Injustice: Gods Among Us: Fortress of Solitude stage transition: 12.1 seconds


The superheroes of DC Comics are the subject of the MK team’s newest brawler, but the suits at Warner Bros. would never allow their cash cows to die brutally — unless it was a B- or C-tier character whose death would raise the stakes of a storyline and can be reversed a few years later. Instead, the animation team focused on traditional super moves and creating multilevel stages where heroes and villains will tumble around like they were in a Looney Tunes gag if they get knocked from one arena to another. These are American-made games, however, and Japanese developers can get in on the act too.

The Instant Kill

Guilty Gear XX Accent Core Plus: Sol Badguy’s Napalm Death:
1 second


Although they have to be done during the match, Arc System Works’ Instant Kills are similar to Fatalities in that they are mainly flashy ways to end a round due to their limited strategic value. Guilty Gear’s franchise lead and hardened bounty hunter, Sol Badguy, takes the technique’s name to heart and skips the theatrics in his deathblow.

BlazBlue: Continuum Shift Extend: Platinum The Trinity’s Shining Layered Force: 9.5 seconds


Newer additions to the Guilty Gear franchise have more dazzling Instant Kills, and by the time ASW created the sister series BlazBlue, these newly christened “Astral Finishes” were no longer very instant. Sailor Moon knock-off Platinum The Trinity transforms into her cutesy ultimate form and defeats her opponent with the power of love and friendship. How does it compare to the moves from her inspiration’s TV series, which were notorious for reusing animations every episode? At nearly 10 seconds, this attack isn’t as tedious as the main character’s baton-twirling techniques that took half a minute to do — and made you wonder why the villain never tries to attack her during it. But it’s still about as long as the canned animations of her Sailor Scout teammates.

Yes, I checked.

# STORED DATA
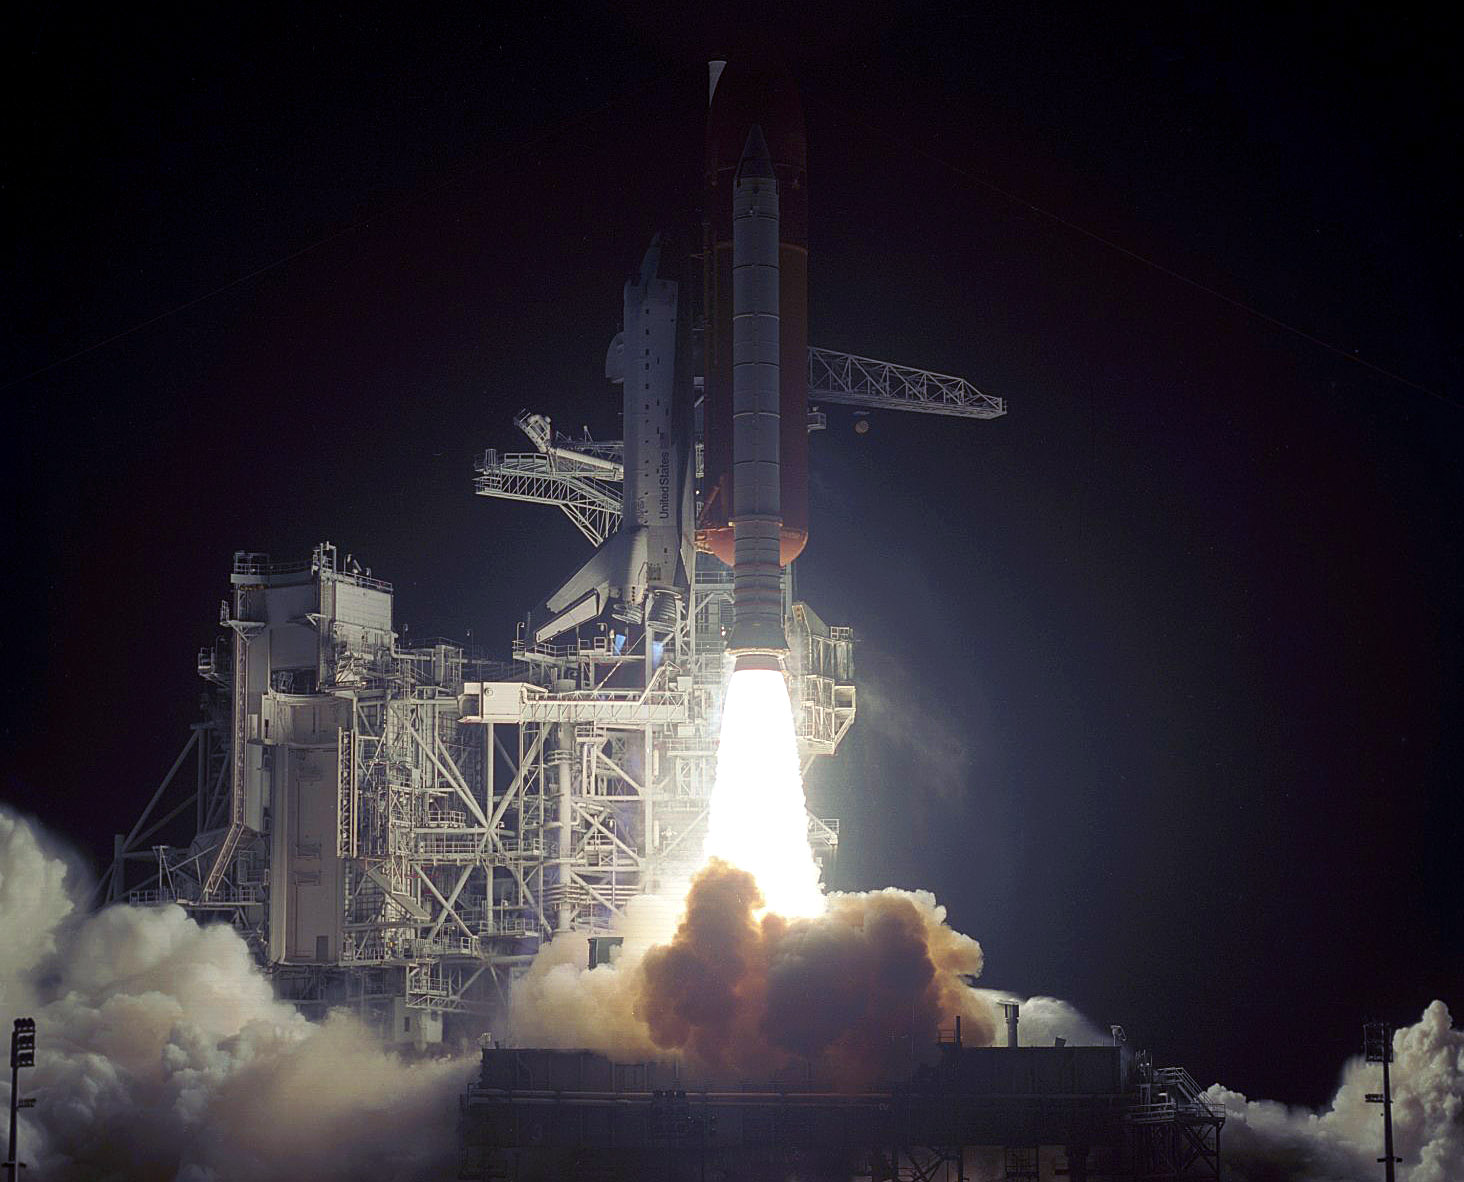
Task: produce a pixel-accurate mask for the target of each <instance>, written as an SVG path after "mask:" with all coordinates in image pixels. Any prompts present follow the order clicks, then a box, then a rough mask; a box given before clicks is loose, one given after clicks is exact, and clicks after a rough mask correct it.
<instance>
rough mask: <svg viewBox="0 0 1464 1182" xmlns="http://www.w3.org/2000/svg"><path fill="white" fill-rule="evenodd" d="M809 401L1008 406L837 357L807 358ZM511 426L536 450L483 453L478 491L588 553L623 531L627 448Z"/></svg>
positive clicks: (847, 403)
mask: <svg viewBox="0 0 1464 1182" xmlns="http://www.w3.org/2000/svg"><path fill="white" fill-rule="evenodd" d="M808 398H810V401H811V403H813V401H824V403H839V404H845V406H858V407H868V409H874V410H914V412H918V413H922V415H947V416H955V417H962V419H997V417H1000V416H1003V415H1006V400H1004V398H998V397H996V395H993V394H985V393H982V391H979V390H976V387H974V385H972V384H971V382H968V381H966V379H965V378H956V376H952V375H950V373H935V372H933V371H930V369H915V368H912V366H908V365H895V363H893V362H878V360H874V359H873V357H861V356H858V354H855V353H836V352H834V350H832V349H810V350H808ZM811 422H814V420H813V417H811ZM514 425H515V426H517V428H518V429H520V431H523V432H524V434H526V435H527V436H529V439H530V442H531V444H533V445H534V450H533V451H508V453H499V451H495V450H489V451H485V453H483V457H482V458H480V460H479V461H477V464H476V466H474V469H476V472H477V476H476V477H474V482H473V488H474V491H476V492H477V494H479V495H480V497H496V498H499V499H504V501H526V502H530V504H536V505H556V507H558V508H559V510H561V511H564V514H565V516H567V517H568V518H569V520H571V521H574V526H575V529H578V530H580V533H583V535H584V536H586V538H587V539H589V540H590V543H591V545H596V546H597V545H600V542H603V540H605V539H606V538H609V536H610V535H612V533H613V532H615V529H616V527H618V526H619V523H621V485H622V482H624V479H625V469H624V464H622V457H624V447H622V444H621V442H619V441H609V442H606V441H596V439H591V438H590V436H589V434H586V435H584V436H583V438H578V439H574V438H569V436H564V435H556V434H555V432H553V429H552V426H550V422H549V419H546V417H545V416H543V415H533V413H530V412H527V410H523V412H520V413H518V415H517V416H515V417H514ZM698 476H700V472H698Z"/></svg>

# TASKS AND EXERCISES
a - Copy word for word the part of the text on fighting-game finishing moves that begins at the words "Newer additions to" and ends after "Yes, I checked.".
b - List every duration given in the headings of the text on fighting-game finishing moves, each with the move or stage transition it is given for.

# RESPONSES TO THE TASKS
a -
Newer additions to the Guilty Gear franchise have more dazzling Instant Kills, and by the time ASW created the sister series BlazBlue, these newly christened “Astral Finishes” were no longer very instant. Sailor Moon knock-off Platinum The Trinity transforms into her cutesy ultimate form and defeats her opponent with the power of love and friendship. How does it compare to the moves from her inspiration’s TV series, which were notorious for reusing animations every episode? At nearly 10 seconds, this attack isn’t as tedious as the main character’s baton-twirling techniques that took half a minute to do — and made you wonder why the villain never tries to attack her during it. But it’s still about as long as the canned animations of her Sailor Scout teammates.

Yes, I checked.

b -
- Injustice: Gods Among Us, Fortress of Solitude stage transition: 12.1 seconds
- Guilty Gear XX Accent Core Plus, Sol Badguy's Napalm Death: 1 second
- BlazBlue: Continuum Shift Extend, Platinum The Trinity's Shining Layered Force: 9.5 seconds